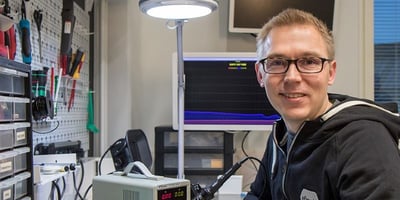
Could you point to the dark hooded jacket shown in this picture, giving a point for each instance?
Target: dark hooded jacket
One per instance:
(350, 152)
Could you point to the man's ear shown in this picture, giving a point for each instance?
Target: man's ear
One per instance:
(259, 74)
(332, 72)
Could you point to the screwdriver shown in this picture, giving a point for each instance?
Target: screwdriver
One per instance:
(26, 37)
(38, 16)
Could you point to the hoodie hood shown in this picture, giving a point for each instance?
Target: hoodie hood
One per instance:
(352, 109)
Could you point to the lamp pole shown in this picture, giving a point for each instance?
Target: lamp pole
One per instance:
(181, 98)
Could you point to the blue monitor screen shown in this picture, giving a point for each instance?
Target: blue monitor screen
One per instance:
(222, 92)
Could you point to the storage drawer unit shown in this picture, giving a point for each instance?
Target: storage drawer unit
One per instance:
(15, 131)
(207, 154)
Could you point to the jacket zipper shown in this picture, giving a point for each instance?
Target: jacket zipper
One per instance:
(287, 160)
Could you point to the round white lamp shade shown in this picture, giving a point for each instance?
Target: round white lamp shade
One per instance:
(177, 9)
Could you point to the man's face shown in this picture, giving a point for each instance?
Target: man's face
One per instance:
(297, 96)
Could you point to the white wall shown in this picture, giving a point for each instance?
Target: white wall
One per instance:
(139, 63)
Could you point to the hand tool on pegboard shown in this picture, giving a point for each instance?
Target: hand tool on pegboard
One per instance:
(68, 24)
(24, 26)
(74, 73)
(8, 38)
(38, 16)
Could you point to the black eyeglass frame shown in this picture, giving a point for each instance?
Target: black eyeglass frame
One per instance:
(290, 61)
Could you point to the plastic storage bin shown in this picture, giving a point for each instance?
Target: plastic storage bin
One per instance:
(7, 189)
(6, 136)
(6, 108)
(21, 185)
(21, 133)
(20, 159)
(7, 163)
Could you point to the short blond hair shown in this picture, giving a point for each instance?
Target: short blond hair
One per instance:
(292, 16)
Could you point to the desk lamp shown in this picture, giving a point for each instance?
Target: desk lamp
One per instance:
(179, 11)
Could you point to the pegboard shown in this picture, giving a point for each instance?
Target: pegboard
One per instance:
(69, 123)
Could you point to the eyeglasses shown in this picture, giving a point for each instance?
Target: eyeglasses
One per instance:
(307, 65)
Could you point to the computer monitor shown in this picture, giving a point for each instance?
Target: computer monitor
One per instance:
(134, 147)
(221, 93)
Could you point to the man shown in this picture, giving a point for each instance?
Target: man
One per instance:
(325, 146)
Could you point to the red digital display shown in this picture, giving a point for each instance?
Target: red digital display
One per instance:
(179, 193)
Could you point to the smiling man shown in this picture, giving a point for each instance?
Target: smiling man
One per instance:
(326, 146)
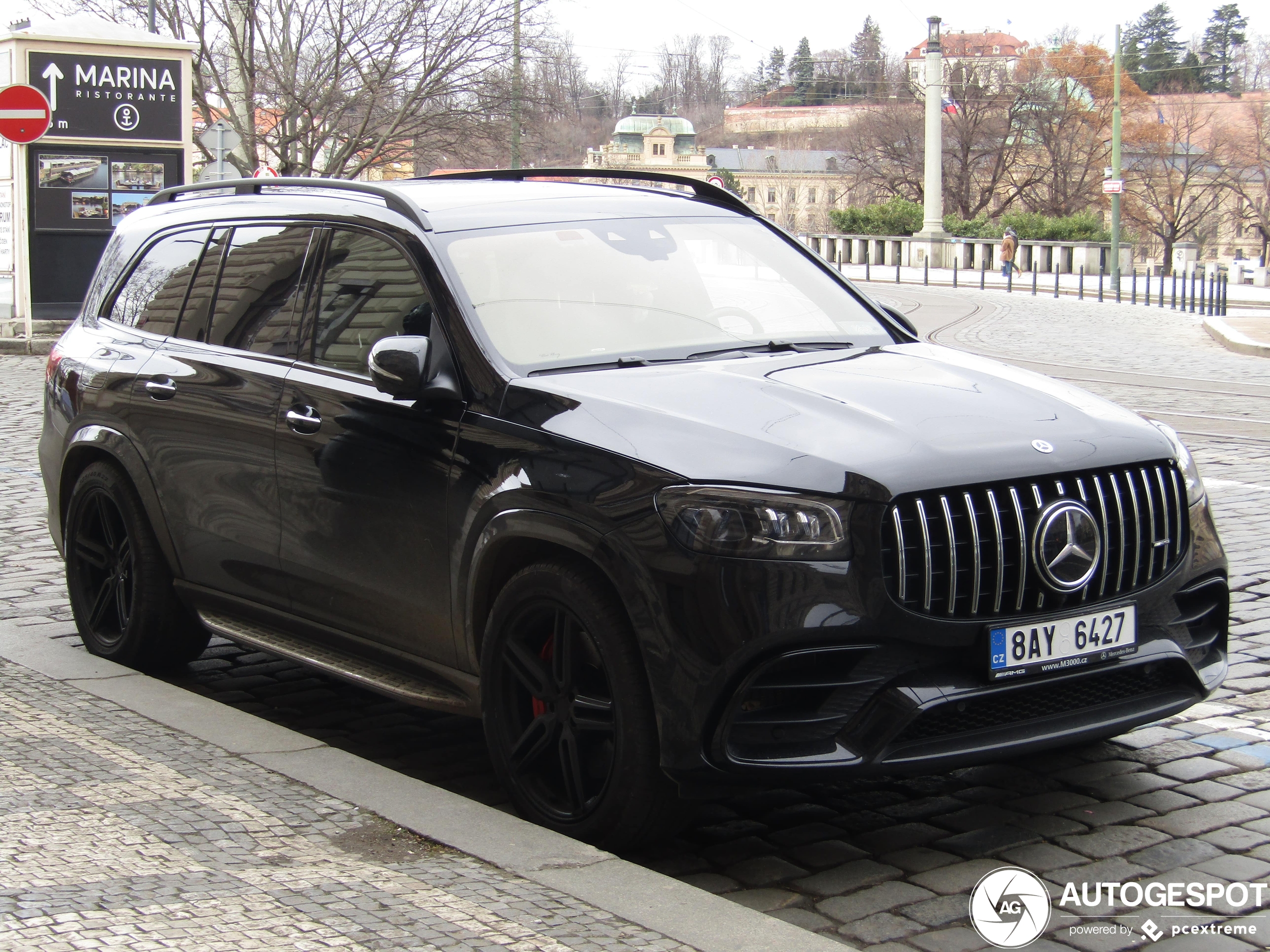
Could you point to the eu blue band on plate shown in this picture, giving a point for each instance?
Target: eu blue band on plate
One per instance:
(998, 644)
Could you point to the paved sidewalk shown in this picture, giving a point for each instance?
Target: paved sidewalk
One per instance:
(120, 833)
(884, 862)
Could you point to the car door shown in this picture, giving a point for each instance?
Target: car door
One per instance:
(362, 476)
(205, 407)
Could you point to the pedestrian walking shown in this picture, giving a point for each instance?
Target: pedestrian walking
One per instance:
(1009, 248)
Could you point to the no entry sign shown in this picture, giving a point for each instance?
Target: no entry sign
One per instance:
(24, 113)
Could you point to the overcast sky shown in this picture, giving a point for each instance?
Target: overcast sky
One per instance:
(601, 28)
(604, 27)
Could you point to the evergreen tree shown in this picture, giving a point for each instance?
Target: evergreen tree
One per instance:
(1189, 75)
(776, 69)
(1224, 32)
(803, 70)
(866, 52)
(1150, 50)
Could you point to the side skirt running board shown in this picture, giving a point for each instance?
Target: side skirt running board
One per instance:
(410, 688)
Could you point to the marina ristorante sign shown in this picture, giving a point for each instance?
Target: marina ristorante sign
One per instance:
(110, 97)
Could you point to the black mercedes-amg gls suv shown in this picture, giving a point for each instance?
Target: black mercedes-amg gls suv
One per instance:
(629, 473)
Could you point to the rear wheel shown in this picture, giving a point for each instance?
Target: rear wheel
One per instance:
(118, 582)
(568, 713)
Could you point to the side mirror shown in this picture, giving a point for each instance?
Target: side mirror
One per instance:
(399, 366)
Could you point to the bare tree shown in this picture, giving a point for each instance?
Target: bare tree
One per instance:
(884, 147)
(1176, 173)
(1066, 123)
(336, 86)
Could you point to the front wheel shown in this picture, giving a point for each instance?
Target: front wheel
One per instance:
(118, 582)
(568, 713)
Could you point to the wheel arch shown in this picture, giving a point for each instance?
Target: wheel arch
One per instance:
(97, 443)
(516, 539)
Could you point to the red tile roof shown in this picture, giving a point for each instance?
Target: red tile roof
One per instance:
(973, 45)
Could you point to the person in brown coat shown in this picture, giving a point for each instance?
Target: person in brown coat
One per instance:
(1009, 248)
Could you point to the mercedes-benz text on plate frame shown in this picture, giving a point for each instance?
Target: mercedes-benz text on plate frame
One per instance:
(1054, 645)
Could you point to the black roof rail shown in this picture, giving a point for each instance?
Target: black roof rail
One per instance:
(702, 189)
(393, 198)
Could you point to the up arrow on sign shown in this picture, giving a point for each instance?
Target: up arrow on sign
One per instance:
(52, 74)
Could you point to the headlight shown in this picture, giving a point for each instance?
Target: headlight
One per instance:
(1186, 462)
(755, 523)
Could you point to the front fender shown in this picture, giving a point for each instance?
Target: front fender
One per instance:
(97, 442)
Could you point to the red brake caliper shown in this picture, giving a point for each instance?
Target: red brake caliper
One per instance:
(540, 708)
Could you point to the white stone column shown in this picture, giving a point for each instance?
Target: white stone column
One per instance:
(932, 236)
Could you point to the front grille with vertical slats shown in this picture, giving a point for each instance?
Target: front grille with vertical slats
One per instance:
(966, 553)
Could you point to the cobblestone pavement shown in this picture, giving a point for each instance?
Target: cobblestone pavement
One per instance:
(884, 862)
(120, 833)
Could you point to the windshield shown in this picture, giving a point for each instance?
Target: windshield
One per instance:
(559, 296)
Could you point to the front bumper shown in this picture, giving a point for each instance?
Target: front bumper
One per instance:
(828, 677)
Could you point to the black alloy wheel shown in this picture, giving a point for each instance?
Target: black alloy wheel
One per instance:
(104, 565)
(120, 584)
(563, 708)
(568, 713)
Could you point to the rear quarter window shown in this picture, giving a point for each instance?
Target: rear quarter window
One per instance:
(156, 290)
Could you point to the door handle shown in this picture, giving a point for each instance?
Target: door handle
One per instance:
(304, 419)
(162, 389)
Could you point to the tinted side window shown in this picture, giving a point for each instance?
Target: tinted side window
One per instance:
(198, 302)
(258, 288)
(153, 295)
(368, 291)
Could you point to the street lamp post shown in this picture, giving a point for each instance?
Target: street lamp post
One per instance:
(516, 85)
(932, 219)
(1116, 164)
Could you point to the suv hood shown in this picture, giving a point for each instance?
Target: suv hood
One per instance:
(874, 423)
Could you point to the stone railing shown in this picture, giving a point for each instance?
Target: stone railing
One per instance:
(915, 252)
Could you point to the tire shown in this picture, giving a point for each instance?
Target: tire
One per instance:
(118, 581)
(574, 744)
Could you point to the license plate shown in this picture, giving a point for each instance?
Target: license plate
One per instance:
(1062, 644)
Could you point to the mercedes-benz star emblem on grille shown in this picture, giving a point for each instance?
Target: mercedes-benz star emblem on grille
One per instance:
(1066, 545)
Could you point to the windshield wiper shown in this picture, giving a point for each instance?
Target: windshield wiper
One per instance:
(772, 347)
(776, 347)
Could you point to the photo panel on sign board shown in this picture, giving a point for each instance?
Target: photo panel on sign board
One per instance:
(124, 206)
(90, 205)
(74, 172)
(136, 177)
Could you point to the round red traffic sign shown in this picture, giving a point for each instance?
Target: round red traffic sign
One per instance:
(24, 114)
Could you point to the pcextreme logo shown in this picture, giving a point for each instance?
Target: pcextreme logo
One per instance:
(1012, 908)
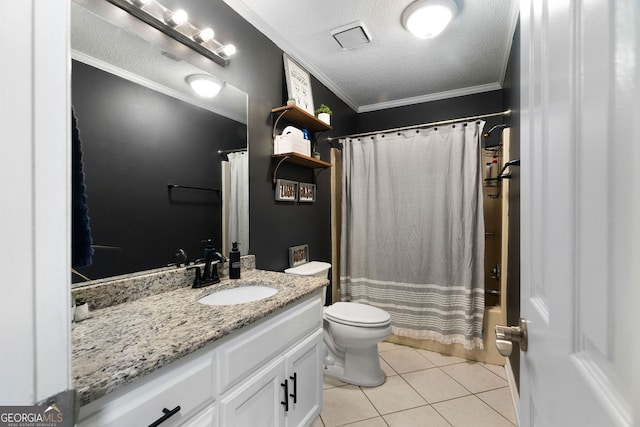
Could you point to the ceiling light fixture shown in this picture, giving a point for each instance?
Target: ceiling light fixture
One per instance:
(428, 18)
(204, 85)
(175, 25)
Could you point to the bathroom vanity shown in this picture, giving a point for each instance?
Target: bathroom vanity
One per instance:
(167, 355)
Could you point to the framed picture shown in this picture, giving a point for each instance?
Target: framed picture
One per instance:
(306, 192)
(298, 255)
(298, 84)
(286, 191)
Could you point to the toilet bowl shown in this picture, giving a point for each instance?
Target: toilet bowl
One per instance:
(352, 332)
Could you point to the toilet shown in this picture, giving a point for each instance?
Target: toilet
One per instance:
(352, 332)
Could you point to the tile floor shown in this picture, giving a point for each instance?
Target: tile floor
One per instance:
(423, 388)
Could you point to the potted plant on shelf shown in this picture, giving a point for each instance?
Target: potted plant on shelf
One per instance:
(324, 114)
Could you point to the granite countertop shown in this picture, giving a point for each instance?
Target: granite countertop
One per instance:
(119, 344)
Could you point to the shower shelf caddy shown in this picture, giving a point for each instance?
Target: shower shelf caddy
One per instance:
(300, 117)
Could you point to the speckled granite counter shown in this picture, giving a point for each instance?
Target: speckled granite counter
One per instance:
(118, 344)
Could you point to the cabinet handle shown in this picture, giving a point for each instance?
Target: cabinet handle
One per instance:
(167, 414)
(285, 384)
(294, 378)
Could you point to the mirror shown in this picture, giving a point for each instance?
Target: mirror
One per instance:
(156, 168)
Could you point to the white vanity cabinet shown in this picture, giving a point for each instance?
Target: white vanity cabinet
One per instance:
(287, 392)
(189, 384)
(265, 374)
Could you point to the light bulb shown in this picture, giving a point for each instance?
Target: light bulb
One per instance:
(204, 35)
(176, 18)
(229, 50)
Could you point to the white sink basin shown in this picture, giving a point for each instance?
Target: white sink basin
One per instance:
(238, 295)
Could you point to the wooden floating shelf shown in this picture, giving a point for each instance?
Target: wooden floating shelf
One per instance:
(297, 115)
(302, 160)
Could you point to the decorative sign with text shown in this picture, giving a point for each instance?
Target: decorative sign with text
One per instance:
(298, 84)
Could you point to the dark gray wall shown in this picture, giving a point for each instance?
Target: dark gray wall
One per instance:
(258, 69)
(427, 112)
(512, 100)
(135, 142)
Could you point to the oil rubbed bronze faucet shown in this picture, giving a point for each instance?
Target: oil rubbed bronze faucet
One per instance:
(211, 260)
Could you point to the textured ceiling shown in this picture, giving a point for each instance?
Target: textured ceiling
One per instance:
(396, 68)
(105, 37)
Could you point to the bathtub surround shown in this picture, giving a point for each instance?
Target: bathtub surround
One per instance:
(414, 244)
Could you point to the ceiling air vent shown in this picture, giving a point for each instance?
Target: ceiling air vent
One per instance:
(351, 35)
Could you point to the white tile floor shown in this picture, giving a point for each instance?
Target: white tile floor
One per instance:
(423, 388)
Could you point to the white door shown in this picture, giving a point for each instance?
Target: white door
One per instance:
(580, 213)
(34, 228)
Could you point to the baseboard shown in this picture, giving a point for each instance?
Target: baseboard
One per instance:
(513, 388)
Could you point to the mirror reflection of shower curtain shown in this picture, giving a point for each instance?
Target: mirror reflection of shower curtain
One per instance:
(412, 240)
(239, 200)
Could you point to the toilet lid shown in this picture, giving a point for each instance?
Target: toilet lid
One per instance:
(351, 313)
(309, 269)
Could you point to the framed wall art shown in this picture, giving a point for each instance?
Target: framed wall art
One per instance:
(286, 191)
(306, 192)
(298, 84)
(298, 255)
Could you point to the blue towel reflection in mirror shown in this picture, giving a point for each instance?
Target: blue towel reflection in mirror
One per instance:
(81, 241)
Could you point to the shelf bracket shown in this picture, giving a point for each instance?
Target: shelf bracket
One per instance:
(275, 171)
(275, 124)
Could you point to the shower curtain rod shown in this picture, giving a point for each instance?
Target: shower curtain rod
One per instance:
(235, 150)
(443, 122)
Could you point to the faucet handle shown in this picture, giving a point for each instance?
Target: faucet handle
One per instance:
(197, 280)
(181, 257)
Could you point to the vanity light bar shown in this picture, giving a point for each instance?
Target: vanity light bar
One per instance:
(175, 25)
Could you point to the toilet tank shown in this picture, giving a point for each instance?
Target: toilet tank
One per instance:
(312, 268)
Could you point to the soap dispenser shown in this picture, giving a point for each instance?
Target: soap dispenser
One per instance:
(234, 261)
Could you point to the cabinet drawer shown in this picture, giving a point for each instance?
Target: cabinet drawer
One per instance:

Work task:
How many of the lines in the records include the word "towel"? Only the number should be given.

Response to this exercise:
2